MATERIAL SHOWN section start

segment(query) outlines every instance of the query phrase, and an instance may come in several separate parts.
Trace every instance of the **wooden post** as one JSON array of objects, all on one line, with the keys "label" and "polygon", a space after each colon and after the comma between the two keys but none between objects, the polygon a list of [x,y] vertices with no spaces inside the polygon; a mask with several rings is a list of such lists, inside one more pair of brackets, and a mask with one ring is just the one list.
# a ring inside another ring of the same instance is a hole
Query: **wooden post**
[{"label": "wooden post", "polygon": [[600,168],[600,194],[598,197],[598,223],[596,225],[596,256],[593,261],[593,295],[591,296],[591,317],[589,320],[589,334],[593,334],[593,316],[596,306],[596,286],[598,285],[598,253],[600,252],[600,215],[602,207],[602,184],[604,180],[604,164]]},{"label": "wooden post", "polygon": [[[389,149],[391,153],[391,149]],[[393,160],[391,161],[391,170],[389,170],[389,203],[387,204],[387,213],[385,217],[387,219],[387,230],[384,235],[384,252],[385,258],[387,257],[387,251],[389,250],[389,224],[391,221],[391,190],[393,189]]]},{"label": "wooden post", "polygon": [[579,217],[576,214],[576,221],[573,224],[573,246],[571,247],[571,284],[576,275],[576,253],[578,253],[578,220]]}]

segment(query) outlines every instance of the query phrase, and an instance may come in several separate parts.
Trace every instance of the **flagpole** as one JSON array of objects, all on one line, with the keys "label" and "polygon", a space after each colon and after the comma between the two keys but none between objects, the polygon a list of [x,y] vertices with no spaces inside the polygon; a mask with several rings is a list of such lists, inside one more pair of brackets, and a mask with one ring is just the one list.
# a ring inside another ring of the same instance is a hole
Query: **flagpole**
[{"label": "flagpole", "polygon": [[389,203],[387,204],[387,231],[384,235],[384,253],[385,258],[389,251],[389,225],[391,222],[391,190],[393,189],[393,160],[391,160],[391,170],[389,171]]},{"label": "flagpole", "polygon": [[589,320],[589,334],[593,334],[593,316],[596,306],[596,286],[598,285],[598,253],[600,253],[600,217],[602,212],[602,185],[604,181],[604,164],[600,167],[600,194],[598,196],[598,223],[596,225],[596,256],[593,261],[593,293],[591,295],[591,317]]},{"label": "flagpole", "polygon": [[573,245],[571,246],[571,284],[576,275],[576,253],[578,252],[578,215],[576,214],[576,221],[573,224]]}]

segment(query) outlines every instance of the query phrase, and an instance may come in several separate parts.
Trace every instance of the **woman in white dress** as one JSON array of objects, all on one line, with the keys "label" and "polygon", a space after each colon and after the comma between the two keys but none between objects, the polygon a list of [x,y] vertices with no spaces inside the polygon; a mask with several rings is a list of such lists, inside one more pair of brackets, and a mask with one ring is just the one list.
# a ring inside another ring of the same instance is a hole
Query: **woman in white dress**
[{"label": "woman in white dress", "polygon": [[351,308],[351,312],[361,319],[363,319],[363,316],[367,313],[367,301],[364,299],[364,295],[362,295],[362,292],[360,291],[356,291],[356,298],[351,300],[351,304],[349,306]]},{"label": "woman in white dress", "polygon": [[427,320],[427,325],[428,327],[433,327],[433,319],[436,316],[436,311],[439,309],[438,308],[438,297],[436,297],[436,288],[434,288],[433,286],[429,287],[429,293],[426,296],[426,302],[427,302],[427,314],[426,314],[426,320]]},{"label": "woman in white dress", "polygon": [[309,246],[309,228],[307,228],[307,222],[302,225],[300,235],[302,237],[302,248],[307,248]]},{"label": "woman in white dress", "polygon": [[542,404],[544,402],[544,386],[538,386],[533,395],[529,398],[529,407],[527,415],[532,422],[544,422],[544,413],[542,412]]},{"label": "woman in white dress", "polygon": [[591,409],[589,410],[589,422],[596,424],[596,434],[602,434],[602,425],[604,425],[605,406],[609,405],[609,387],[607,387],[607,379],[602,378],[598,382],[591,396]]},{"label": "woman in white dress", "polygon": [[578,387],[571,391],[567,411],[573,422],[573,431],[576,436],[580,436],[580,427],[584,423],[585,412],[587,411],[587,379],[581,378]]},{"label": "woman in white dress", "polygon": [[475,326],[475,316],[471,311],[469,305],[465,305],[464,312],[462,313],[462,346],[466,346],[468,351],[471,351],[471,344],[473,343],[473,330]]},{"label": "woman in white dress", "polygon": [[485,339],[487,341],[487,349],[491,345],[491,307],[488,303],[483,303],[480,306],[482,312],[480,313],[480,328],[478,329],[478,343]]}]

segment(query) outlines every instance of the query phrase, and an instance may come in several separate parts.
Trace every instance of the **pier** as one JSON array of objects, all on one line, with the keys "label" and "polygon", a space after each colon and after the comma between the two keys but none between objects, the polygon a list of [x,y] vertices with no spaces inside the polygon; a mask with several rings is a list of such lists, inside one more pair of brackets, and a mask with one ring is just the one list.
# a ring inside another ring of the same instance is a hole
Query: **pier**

MATERIAL SHOWN section end

### EXERCISE DETAILS:
Each entry must appear again in the answer exactly as written.

### ANSWER SECTION:
segment(query) outlines every instance of the query phrase, and an instance may come in several separate parts.
Trace every instance of the **wooden post** as one JSON array of objects, all on one line, with the keys "label" and "polygon", a space after each colon and after the comma between the two keys but none between objects, the polygon a list of [x,y] vertices with no spaces inside the polygon; a mask with several rings is a list of such lists, inside one more pair of brackets, and a mask with one ring is just the one list.
# a ring inside another ring of the same instance is a hole
Query: **wooden post**
[{"label": "wooden post", "polygon": [[600,168],[600,194],[598,197],[598,223],[596,225],[596,256],[593,261],[593,295],[591,296],[591,317],[589,320],[589,334],[593,334],[593,316],[596,306],[596,286],[598,285],[598,253],[600,252],[600,215],[602,207],[602,184],[604,180],[604,164]]},{"label": "wooden post", "polygon": [[[389,149],[391,153],[391,149]],[[393,160],[391,161],[391,170],[389,170],[389,203],[387,204],[387,213],[385,217],[387,219],[387,230],[384,235],[384,252],[385,258],[387,257],[387,251],[389,250],[389,224],[391,221],[391,190],[393,189]]]},{"label": "wooden post", "polygon": [[579,217],[576,214],[576,221],[573,224],[573,246],[571,247],[571,284],[576,275],[576,253],[578,253],[578,220]]}]

segment(query) outlines every instance of the query phrase, and an instance may come in several separate parts.
Trace every instance of the **flagpole** as one JSON array of objects, all on one line, with the keys "label" and "polygon", a space after each colon and after the comma between the two keys but none between objects, the polygon a list of [x,y] vertices with no spaces inside the polygon; a mask with several rings is a list of such lists, inside one more pair of brackets, and a mask with one ring is just the one list.
# a ring inside another ring of the same instance is a hole
Query: **flagpole**
[{"label": "flagpole", "polygon": [[389,203],[387,204],[387,231],[384,235],[384,253],[385,258],[389,251],[389,225],[391,222],[391,190],[393,189],[393,160],[391,160],[391,170],[389,171]]},{"label": "flagpole", "polygon": [[589,320],[589,334],[593,334],[593,316],[596,306],[596,286],[598,285],[598,253],[600,253],[600,217],[602,212],[602,185],[604,181],[604,164],[600,167],[600,194],[598,196],[598,223],[596,225],[596,256],[593,261],[593,293],[591,295],[591,317]]},{"label": "flagpole", "polygon": [[573,245],[571,246],[571,284],[576,275],[576,253],[578,252],[578,215],[576,214],[576,221],[573,224]]}]

segment(query) outlines every instance of the query phrase, and an instance may come in several separate parts.
Trace every instance of the **woman in white dress** as one JSON array of objects, all on one line, with the keys "label" and "polygon", a space after each colon and after the comma between the two keys but none between objects, the polygon a list of [x,y] vertices with no spaces inside the polygon; a mask with several rings is a list of such lists, inside one more pair of brackets, and a mask with one ring is just the one list.
# a ring inside another ring of the same instance is a hole
Query: **woman in white dress**
[{"label": "woman in white dress", "polygon": [[351,308],[351,312],[361,319],[363,319],[363,316],[367,313],[367,301],[364,299],[364,295],[362,295],[362,292],[360,291],[356,291],[356,298],[351,300],[351,304],[349,306]]},{"label": "woman in white dress", "polygon": [[427,320],[427,325],[428,327],[433,327],[433,319],[436,316],[436,311],[439,309],[438,308],[438,297],[436,297],[436,288],[434,288],[433,286],[429,287],[429,293],[426,296],[426,302],[427,302],[427,314],[426,314],[426,320]]},{"label": "woman in white dress", "polygon": [[309,246],[309,228],[307,228],[307,222],[302,225],[300,235],[302,237],[302,248],[307,248]]},{"label": "woman in white dress", "polygon": [[542,404],[544,402],[544,386],[538,386],[533,395],[529,398],[529,407],[527,415],[532,422],[544,422],[544,413],[542,412]]},{"label": "woman in white dress", "polygon": [[591,409],[589,410],[589,422],[596,424],[596,434],[602,434],[602,425],[604,425],[605,406],[609,405],[609,387],[607,387],[607,379],[602,378],[598,382],[591,396]]},{"label": "woman in white dress", "polygon": [[578,387],[571,391],[567,411],[573,422],[573,431],[576,436],[580,436],[580,427],[584,423],[585,412],[587,411],[587,379],[581,378]]},{"label": "woman in white dress", "polygon": [[475,326],[475,316],[471,311],[469,305],[465,305],[464,312],[462,313],[462,346],[466,346],[468,351],[471,351],[471,344],[473,343],[473,330]]},{"label": "woman in white dress", "polygon": [[485,339],[487,341],[487,349],[491,345],[491,307],[488,303],[483,303],[480,306],[482,312],[480,313],[480,328],[478,329],[478,343]]}]

segment(query) outlines every instance of the query phrase, and an instance may come in several separate parts.
Trace every instance of the **pier** as one JSON array of objects, all on one line, with the keys "label" and "polygon", a space after each colon and after the comma between the two keys but none between objects, the polygon a list of [x,y] vertices with no spaces inside the polygon; a mask with several rings is a list of such lists, inside one more pair of brackets, and a mask with one ring is just the one list.
# a ring inside another ring of the same instance is a hole
Query: **pier**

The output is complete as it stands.